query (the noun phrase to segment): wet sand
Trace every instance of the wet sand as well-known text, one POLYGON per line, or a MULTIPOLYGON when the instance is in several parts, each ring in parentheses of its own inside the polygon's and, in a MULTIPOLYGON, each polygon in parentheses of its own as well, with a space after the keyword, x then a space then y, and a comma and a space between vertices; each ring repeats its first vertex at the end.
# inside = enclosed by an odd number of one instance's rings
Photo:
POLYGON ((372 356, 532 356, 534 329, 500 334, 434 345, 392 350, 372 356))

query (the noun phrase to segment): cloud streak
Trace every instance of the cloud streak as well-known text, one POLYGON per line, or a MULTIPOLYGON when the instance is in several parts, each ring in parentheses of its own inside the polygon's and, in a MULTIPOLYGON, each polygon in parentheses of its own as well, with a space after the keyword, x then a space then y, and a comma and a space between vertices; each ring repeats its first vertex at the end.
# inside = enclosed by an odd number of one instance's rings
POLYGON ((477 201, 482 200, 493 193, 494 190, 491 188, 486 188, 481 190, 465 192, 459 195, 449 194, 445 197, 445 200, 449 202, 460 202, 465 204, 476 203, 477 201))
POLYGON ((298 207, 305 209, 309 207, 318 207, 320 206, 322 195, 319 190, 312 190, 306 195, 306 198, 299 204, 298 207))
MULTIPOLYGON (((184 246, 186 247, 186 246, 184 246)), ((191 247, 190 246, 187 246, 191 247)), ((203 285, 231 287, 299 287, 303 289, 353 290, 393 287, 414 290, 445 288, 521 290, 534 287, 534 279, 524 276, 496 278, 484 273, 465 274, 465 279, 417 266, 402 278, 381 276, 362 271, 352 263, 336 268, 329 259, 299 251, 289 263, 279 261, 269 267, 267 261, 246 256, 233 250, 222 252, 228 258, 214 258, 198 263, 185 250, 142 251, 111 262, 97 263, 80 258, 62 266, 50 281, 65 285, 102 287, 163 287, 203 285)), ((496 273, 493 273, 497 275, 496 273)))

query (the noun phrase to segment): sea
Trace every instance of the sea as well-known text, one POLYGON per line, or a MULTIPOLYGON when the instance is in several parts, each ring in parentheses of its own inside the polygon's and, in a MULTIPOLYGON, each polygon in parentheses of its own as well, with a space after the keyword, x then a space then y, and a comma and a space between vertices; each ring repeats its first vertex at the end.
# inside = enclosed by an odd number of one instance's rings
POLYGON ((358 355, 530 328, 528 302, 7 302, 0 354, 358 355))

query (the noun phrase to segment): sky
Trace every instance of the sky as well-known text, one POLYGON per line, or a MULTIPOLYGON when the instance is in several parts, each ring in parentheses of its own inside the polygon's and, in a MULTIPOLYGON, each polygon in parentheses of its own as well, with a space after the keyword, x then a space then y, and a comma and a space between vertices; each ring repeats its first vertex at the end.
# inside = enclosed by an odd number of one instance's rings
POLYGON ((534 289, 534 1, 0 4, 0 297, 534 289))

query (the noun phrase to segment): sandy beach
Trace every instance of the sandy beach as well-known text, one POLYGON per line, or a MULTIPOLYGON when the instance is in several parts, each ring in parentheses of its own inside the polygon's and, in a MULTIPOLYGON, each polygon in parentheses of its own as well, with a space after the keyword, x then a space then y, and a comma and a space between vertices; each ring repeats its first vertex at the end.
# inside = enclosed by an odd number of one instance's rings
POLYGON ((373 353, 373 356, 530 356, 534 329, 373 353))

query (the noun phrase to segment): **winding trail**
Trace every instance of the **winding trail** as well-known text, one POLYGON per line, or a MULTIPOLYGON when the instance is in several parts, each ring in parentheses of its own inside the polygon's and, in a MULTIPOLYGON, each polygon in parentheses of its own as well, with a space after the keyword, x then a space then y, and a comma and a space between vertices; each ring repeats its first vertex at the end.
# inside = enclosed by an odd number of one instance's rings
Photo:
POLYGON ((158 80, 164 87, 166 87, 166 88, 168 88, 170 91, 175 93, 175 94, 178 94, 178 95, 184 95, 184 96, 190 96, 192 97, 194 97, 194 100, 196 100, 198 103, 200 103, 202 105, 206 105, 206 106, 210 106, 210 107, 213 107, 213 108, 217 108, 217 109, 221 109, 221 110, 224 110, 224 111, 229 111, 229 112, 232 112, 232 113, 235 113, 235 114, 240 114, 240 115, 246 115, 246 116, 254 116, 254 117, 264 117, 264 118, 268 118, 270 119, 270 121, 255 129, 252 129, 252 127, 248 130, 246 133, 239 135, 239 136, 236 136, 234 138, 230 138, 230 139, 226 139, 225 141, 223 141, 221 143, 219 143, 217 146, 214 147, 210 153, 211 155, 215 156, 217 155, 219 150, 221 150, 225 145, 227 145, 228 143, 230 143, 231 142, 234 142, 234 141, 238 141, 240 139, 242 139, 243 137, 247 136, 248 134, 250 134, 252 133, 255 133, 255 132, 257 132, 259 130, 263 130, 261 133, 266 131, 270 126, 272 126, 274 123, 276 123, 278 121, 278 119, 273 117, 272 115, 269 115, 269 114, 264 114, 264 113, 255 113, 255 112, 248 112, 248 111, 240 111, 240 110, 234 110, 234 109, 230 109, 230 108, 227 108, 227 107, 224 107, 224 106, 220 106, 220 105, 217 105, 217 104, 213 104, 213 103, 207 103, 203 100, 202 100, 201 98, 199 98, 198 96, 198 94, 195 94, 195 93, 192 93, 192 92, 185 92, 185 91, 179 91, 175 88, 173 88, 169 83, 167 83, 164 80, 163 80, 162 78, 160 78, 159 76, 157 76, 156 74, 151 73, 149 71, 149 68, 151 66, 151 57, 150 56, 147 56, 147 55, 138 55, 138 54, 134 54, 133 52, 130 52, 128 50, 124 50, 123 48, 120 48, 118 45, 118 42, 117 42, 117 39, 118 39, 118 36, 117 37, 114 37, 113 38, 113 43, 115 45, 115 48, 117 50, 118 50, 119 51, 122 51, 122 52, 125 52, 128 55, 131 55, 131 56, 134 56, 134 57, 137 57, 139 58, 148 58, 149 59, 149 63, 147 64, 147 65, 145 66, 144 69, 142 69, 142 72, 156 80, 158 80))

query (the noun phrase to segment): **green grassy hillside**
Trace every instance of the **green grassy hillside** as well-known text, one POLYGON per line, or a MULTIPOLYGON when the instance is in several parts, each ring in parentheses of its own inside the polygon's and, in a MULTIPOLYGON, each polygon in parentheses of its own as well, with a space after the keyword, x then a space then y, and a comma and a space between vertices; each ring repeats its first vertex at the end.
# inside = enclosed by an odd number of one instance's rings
=======
What the exercise asks » Rewrite the data above, replacing "well-known text" with "WKT" each time it appears and leaving everything else unchanged.

Solution to this problem »
query (the noun phrase to segment): wet sand
Trace every instance of the wet sand as WKT, one POLYGON per line, or a MULTIPOLYGON when the instance is in several parts, each ring in parentheses of its own inside the polygon's and, in a MULTIPOLYGON, each polygon in parentheses of its own as well, with a space after the keyword, x then a space then y, and a comma and a space between vertices; each ring repeats its first vertex at the end.
# inside = enclosed by an odd number of one instance's rings
Photo:
POLYGON ((372 356, 532 356, 534 329, 500 334, 434 345, 392 350, 372 356))

query (the noun phrase to segment): cloud streak
Trace every instance of the cloud streak as WKT, one POLYGON per line, or a MULTIPOLYGON when the instance is in several parts, each ring in parentheses of its own inside the polygon's and, in a MULTIPOLYGON, each polygon in parentheses of its own as well, with a space after the keyword, x then a space then y, and a comma and a space between vertices; each ring repeats its first vertex at the end.
# inside = enclosed by an odd number of one instance's rings
POLYGON ((477 201, 482 200, 493 193, 494 190, 491 188, 486 188, 481 190, 465 192, 459 195, 449 194, 445 197, 445 200, 449 202, 460 202, 465 204, 476 203, 477 201))
POLYGON ((298 207, 305 209, 309 207, 318 207, 320 206, 322 195, 319 190, 312 190, 306 195, 306 198, 299 204, 298 207))
MULTIPOLYGON (((184 246, 186 247, 186 246, 184 246)), ((191 247, 190 246, 187 246, 191 247)), ((203 285, 231 287, 299 287, 303 289, 353 290, 393 287, 414 290, 445 288, 521 290, 534 287, 534 279, 524 276, 496 278, 484 273, 465 274, 465 279, 417 266, 402 278, 381 276, 362 271, 352 263, 336 268, 329 259, 299 251, 289 263, 279 261, 269 267, 267 261, 246 256, 233 250, 222 252, 228 258, 214 258, 198 263, 185 250, 142 251, 111 262, 97 263, 80 258, 62 266, 50 281, 65 285, 102 287, 163 287, 203 285)), ((496 273, 493 273, 497 275, 496 273)))

query (the noun phrase to segment): sea
Trace every instance of the sea as WKT, one POLYGON per line, or a MULTIPOLYGON when the instance is in several parts, each ring in parentheses of its own inside the polygon's and, in a MULTIPOLYGON, each polygon in parentheses of its own as well, with a space after the keyword, x then a space then y, and a comma and a space between vertices; each ring repeats its first vertex at the end.
# inside = enclosed by an odd number of one instance's rings
POLYGON ((358 355, 530 328, 528 302, 7 302, 0 354, 358 355))

query (the noun phrase to segment): sky
Trace every instance of the sky as WKT, one POLYGON per line, or a MULTIPOLYGON when the instance is in several parts, each ring in parentheses of its own inside the polygon's and, in a MULTIPOLYGON, each polygon in parentheses of its own as well, with a space after the keyword, x then a space then y, and a comma and a space between vertices; each ring repeats its first vertex at the end.
# inside = enclosed by an odd number of one instance's rings
POLYGON ((534 289, 534 1, 0 4, 0 297, 534 289))

query (the noun phrase to segment): sandy beach
Trace every instance of the sandy beach as WKT, one POLYGON per line, or a MULTIPOLYGON when the instance is in several parts, each ring in parentheses of its own inside the polygon's and, in a MULTIPOLYGON, each polygon in parentheses of its own as well, with a space after the keyword, x then a space then y, and a comma and a space between vertices; each ring repeats its first vertex at the end.
# inside = enclosed by an odd number of one instance's rings
POLYGON ((373 353, 373 356, 530 356, 534 329, 373 353))

query (the noun phrase to segment): **winding trail**
Trace every instance of the **winding trail** as WKT, one POLYGON per line, or a MULTIPOLYGON when the instance is in several parts, each ring in parentheses of its own inside the polygon's and, in a MULTIPOLYGON, each polygon in parentheses of its own as well, with a space after the keyword, x then a space then y, and a comma and a space between vertices; each ring repeats its first vertex at the end.
# inside = enclosed by an odd number of one instance's rings
Photo:
POLYGON ((158 80, 164 87, 166 87, 166 88, 168 88, 170 91, 175 93, 175 94, 178 94, 178 95, 184 95, 184 96, 190 96, 192 97, 194 97, 194 100, 196 100, 198 103, 200 103, 202 105, 206 105, 206 106, 210 106, 210 107, 213 107, 213 108, 217 108, 217 109, 221 109, 221 110, 224 110, 224 111, 229 111, 229 112, 232 112, 232 113, 235 113, 235 114, 240 114, 240 115, 246 115, 246 116, 254 116, 254 117, 264 117, 264 118, 268 118, 270 119, 270 121, 255 129, 252 129, 252 127, 248 130, 246 133, 239 135, 239 136, 236 136, 234 138, 230 138, 230 139, 226 139, 225 141, 223 141, 221 143, 219 143, 217 146, 214 147, 210 153, 211 155, 215 156, 217 155, 219 150, 221 150, 225 145, 227 145, 228 143, 230 143, 231 142, 234 142, 234 141, 238 141, 240 139, 242 139, 243 137, 247 136, 248 134, 250 134, 252 133, 255 133, 255 132, 257 132, 259 130, 263 130, 261 133, 266 131, 270 126, 272 126, 274 123, 276 123, 278 121, 278 119, 273 117, 272 115, 269 115, 269 114, 264 114, 264 113, 255 113, 255 112, 248 112, 248 111, 240 111, 240 110, 234 110, 234 109, 230 109, 230 108, 227 108, 227 107, 224 107, 224 106, 220 106, 220 105, 217 105, 217 104, 213 104, 213 103, 207 103, 203 100, 202 100, 201 98, 199 98, 198 96, 198 94, 195 94, 195 93, 192 93, 192 92, 185 92, 185 91, 179 91, 175 88, 173 88, 169 83, 167 83, 164 80, 163 80, 162 78, 160 78, 159 76, 157 76, 156 74, 151 73, 149 71, 149 68, 151 66, 151 57, 150 56, 147 56, 147 55, 138 55, 138 54, 134 54, 133 52, 130 52, 128 50, 124 50, 123 48, 120 48, 118 45, 118 42, 117 42, 117 39, 118 39, 118 36, 117 37, 114 37, 113 38, 113 43, 115 45, 115 48, 117 50, 118 50, 119 51, 122 51, 122 52, 125 52, 128 55, 131 55, 131 56, 134 56, 134 57, 137 57, 139 58, 148 58, 149 59, 149 63, 147 64, 147 65, 145 66, 144 69, 142 69, 142 72, 156 80, 158 80))

query (the noun phrase to segment): **green grassy hillside**
Trace every instance of the **green grassy hillside** as WKT, one POLYGON per line, or a MULTIPOLYGON when the instance is in several parts, each ring in parentheses of its own inside the polygon's and, in a MULTIPOLYGON, each polygon in parentheses of its own as well, with a space after the keyword, x then a space then y, and a comma and a space between vertices; each ring repeats its first vertex at the end.
# inside = enclosed by an odd number of one instance's rings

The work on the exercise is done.